[start Records for the exercise]

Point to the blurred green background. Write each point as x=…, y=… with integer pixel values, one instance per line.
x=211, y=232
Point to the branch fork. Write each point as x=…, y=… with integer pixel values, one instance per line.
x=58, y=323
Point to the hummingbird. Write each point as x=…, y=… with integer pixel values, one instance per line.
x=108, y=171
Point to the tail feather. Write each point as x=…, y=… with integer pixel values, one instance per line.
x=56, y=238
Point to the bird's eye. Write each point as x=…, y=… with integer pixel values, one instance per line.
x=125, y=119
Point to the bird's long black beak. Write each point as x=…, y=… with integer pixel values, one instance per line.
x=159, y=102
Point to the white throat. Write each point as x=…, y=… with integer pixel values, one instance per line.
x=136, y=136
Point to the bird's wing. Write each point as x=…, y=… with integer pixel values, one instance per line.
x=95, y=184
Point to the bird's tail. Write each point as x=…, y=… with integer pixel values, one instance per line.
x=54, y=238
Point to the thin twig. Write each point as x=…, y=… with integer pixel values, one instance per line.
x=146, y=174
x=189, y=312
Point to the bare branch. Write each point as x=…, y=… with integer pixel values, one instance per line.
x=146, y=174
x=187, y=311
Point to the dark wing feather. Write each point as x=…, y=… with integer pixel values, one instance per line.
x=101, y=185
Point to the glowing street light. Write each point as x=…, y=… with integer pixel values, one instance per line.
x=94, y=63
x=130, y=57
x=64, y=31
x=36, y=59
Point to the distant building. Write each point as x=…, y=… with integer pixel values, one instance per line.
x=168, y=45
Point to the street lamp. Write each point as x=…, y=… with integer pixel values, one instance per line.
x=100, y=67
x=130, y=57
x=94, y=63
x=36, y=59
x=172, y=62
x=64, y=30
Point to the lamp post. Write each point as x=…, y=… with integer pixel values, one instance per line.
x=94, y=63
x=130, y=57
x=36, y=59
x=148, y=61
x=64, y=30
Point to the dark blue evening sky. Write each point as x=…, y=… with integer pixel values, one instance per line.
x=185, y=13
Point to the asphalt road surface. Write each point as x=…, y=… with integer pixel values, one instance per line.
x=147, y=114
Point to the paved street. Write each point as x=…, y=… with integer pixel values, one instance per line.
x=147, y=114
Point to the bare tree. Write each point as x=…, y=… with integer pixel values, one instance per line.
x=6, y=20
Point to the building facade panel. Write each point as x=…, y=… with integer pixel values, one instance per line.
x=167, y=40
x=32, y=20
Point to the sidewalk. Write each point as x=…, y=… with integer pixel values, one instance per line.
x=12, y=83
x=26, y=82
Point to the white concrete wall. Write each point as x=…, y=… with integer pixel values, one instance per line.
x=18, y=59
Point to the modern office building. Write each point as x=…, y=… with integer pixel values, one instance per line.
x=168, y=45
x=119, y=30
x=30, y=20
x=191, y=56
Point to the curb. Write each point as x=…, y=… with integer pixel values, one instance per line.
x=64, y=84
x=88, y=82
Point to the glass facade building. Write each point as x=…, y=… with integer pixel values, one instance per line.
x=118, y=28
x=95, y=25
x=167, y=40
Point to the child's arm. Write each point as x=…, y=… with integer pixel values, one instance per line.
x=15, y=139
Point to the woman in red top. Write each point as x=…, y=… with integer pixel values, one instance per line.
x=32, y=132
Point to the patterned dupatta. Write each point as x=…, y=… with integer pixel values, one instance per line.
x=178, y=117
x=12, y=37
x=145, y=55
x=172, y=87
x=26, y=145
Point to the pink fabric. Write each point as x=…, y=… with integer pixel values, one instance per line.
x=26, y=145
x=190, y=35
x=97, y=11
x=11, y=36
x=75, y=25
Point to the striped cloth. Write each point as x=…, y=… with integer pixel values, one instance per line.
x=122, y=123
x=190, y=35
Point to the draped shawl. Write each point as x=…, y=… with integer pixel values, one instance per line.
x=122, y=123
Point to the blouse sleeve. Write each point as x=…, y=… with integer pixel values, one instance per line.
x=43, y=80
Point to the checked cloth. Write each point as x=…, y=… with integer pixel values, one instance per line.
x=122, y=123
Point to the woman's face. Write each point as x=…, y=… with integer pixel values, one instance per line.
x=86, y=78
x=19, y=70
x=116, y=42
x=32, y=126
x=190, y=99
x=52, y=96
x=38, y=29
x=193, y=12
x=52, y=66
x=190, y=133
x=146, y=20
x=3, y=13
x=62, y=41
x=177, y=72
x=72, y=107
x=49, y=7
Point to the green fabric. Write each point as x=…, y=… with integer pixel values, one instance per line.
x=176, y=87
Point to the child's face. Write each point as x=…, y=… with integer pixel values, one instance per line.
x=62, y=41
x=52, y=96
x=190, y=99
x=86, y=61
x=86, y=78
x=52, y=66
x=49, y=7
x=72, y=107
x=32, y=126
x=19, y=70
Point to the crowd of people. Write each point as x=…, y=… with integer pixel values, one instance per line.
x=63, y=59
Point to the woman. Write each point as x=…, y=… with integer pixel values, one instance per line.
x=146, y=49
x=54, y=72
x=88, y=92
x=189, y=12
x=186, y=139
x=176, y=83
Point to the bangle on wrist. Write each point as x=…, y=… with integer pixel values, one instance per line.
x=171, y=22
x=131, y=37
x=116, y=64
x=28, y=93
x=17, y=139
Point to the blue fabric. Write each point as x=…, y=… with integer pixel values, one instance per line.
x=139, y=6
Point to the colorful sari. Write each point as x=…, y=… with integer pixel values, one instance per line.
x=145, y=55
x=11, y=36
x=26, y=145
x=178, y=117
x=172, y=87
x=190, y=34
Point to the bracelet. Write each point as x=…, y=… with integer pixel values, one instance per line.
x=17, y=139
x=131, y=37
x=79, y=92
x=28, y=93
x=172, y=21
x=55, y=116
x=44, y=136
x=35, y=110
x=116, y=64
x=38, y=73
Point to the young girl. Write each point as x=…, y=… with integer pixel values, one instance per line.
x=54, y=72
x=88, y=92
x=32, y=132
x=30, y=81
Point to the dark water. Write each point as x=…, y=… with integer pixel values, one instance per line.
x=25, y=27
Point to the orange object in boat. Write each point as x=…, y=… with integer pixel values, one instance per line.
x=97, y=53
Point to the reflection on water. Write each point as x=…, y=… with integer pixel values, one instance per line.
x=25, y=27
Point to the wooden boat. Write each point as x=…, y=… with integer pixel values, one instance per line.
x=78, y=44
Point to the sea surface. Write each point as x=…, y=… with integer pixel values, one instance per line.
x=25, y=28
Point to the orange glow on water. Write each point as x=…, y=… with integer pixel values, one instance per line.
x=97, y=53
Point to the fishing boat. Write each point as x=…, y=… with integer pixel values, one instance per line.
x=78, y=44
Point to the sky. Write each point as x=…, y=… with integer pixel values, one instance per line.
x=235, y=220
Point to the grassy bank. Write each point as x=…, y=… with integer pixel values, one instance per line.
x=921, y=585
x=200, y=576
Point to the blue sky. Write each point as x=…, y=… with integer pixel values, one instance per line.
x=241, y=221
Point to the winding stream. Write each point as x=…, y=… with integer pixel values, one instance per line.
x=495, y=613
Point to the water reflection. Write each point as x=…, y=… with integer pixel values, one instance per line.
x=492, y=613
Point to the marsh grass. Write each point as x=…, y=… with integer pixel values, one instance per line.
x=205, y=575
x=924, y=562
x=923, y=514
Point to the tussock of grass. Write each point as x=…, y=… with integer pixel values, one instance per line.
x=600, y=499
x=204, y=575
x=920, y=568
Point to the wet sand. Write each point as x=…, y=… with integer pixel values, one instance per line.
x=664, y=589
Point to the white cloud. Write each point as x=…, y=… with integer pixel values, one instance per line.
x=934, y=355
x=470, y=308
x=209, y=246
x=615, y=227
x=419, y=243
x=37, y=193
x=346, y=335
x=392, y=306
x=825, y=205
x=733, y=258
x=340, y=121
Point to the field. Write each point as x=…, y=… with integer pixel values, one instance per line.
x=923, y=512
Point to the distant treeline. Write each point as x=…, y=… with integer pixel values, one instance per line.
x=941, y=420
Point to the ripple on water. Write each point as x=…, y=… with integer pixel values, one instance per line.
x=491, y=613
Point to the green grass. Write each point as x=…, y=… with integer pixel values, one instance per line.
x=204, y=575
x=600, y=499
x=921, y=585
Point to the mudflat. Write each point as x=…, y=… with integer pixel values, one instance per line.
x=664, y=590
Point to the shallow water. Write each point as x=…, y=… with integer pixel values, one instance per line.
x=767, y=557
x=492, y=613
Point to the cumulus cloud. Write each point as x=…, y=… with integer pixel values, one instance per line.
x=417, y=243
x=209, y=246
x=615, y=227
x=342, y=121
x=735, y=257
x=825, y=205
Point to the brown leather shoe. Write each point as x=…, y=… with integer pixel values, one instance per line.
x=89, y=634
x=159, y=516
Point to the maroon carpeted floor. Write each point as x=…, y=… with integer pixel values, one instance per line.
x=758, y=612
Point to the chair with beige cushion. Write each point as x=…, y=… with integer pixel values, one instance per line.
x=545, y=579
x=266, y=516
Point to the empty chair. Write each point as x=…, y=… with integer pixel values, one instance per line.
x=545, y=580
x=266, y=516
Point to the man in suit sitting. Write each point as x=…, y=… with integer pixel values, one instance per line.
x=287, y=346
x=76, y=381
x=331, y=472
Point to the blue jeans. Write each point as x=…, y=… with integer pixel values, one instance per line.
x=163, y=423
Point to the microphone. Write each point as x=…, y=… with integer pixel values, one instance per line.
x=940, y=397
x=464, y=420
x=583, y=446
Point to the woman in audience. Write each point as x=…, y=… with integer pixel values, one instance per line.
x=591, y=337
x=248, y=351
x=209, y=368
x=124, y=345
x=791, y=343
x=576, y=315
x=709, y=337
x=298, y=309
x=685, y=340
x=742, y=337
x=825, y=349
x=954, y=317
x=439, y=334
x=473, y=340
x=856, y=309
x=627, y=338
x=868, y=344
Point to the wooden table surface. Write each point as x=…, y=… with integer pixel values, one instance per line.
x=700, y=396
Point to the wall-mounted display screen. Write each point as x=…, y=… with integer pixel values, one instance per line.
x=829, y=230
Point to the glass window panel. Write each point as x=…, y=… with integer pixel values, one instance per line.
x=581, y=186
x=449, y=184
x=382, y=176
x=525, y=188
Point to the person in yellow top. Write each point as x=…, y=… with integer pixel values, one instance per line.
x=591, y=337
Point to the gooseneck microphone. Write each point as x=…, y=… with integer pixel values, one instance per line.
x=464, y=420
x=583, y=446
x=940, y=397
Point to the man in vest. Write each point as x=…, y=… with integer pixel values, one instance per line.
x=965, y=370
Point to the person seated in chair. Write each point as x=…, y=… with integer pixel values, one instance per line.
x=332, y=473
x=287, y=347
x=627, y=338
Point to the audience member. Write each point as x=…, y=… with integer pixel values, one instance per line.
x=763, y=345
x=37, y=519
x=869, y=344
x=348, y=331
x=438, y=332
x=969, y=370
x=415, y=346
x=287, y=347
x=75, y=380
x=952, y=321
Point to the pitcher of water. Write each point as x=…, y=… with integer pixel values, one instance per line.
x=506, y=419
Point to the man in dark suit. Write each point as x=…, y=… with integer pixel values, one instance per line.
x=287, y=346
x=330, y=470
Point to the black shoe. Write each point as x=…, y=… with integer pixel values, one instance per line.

[end Records for the exercise]

Your goal: Transcribe the lines word for word, starting at the first line of the records and ending at the line that contains "x=187, y=311", with both of those lines included.

Answer:
Point to the blurred green background. Write each point as x=…, y=… with integer pixel values, one instance per line.
x=211, y=232
Point to the branch fork. Write each point as x=…, y=… with integer pixel values, one instance per line.
x=58, y=323
Point to the hummingbird. Write each point as x=…, y=… with integer pixel values, one instance per line.
x=108, y=171
Point to the tail feather. Write each point as x=…, y=… with integer pixel values, one instance per line.
x=56, y=238
Point to the bird's eye. Write each point as x=…, y=… with integer pixel values, one instance per line.
x=125, y=119
Point to the bird's long black beak. Write each point as x=…, y=… with integer pixel values, one instance per line.
x=159, y=102
Point to the white throat. Write each point as x=…, y=… with integer pixel values, one instance per line.
x=136, y=136
Point to the bird's wing. Write each point as x=…, y=… with integer pixel values, one instance per line.
x=95, y=184
Point to the bird's tail. Write each point as x=…, y=… with integer pixel values, one instance per line.
x=54, y=238
Point to the thin twig. Write each point as x=…, y=… with integer pixel values, one instance per line.
x=146, y=174
x=189, y=312
Point to the bare branch. Write each point as x=…, y=… with integer pixel values, one instance per line.
x=146, y=174
x=187, y=311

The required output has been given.